--- EXERCISE INPUT ---
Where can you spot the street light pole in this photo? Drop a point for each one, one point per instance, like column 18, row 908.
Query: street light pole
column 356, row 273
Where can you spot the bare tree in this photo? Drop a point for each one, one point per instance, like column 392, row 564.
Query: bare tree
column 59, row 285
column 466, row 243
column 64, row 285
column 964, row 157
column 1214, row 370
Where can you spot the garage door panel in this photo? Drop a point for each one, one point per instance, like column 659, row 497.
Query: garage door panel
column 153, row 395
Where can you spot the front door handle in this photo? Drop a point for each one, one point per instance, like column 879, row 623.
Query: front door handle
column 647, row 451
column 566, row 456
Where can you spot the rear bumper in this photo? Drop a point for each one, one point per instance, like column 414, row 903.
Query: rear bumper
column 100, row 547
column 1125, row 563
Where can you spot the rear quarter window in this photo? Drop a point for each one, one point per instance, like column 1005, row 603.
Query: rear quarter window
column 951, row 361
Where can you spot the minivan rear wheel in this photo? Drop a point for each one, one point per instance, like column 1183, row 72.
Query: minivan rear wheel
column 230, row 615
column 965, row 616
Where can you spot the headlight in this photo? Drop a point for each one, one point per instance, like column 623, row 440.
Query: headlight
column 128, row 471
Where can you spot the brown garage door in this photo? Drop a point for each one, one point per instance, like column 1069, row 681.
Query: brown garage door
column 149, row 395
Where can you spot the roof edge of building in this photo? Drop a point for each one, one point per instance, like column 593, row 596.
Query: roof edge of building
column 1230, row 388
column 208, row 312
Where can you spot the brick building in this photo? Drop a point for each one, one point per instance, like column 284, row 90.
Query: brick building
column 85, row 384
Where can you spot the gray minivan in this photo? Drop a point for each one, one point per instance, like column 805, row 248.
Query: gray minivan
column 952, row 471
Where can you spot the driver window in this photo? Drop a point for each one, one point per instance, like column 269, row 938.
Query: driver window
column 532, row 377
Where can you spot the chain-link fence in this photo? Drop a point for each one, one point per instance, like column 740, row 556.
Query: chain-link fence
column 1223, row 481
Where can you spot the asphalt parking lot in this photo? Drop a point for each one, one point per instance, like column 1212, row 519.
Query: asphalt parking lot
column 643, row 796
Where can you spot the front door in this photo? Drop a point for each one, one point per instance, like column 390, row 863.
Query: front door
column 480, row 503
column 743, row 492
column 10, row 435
---
Copy every item above verbatim, with no changes to wording, numbers, or punctuation.

> RESPONSE FOR THIS EXERCISE:
Where can you spot the street light pole in this photo? Drop a point for each one, one point per instance, like column 18, row 908.
Query: street light pole
column 356, row 273
Where can you spot the bare tree in this photo? Drop a point for each one, one point per instance, like column 392, row 564.
Query: bare tree
column 59, row 285
column 466, row 243
column 64, row 285
column 964, row 157
column 1214, row 370
Where can you spot the garage door panel in this photo? Drop a point for each one, one point per instance, like column 659, row 497.
Query: garage door panel
column 153, row 395
Where can you spot the front door handle in this photo? Drop a point for each one, one point per instance, like column 879, row 623.
Query: front door handle
column 647, row 451
column 566, row 456
Where can you spot the rear bumper in this photo? Drop a point for each one, one point per instance, like column 414, row 903.
Query: rear bumper
column 100, row 547
column 1125, row 563
Where can you spot the rear quarter window in this photo? Drop a point for each one, one point per instance, like column 1005, row 603.
Query: rear quarter window
column 951, row 361
Where can you spot the minivan rear wheel in this photo? Drop a point for each one, one point per instance, like column 1183, row 72.
Query: minivan rear wheel
column 230, row 615
column 965, row 616
Where can you spot the headlight in this photo? Drop a point for each one, one point per instance, like column 623, row 440.
Query: headlight
column 128, row 471
Where can you spot the brown garage door in this photo? Drop a point for each one, one point per instance, like column 1069, row 681.
Query: brown garage door
column 149, row 395
Where can you spot the roof edge of building in this photo? Drop a point for each one, one point per instance, like column 593, row 596.
Query: roof edge of building
column 1230, row 388
column 208, row 312
Where can you spot the brick building in this photo? Drop a point for each one, one point per instance, like column 284, row 90.
Query: brick building
column 85, row 384
Where can you spot the gray minivan in this photo? Drop a point for each one, one point per instance, like column 805, row 248.
Query: gray minivan
column 952, row 471
Where can you spot the driver window in this photo? Drop a point for each one, one point per instance, like column 269, row 938.
Query: driver window
column 532, row 377
Where can you spot the chain-link fence in this photo? Drop a point for each one, one point per instance, like column 740, row 556.
Query: chain-link fence
column 1223, row 481
Where can you spot the asphalt parking lot in this photo? Drop a point for each one, one point per instance, like column 1212, row 519.
Query: asphalt parking lot
column 643, row 796
Where can you spot the front door in this photo? Drop a point for each one, one point per instance, like column 390, row 863.
Query: front door
column 480, row 503
column 743, row 492
column 10, row 435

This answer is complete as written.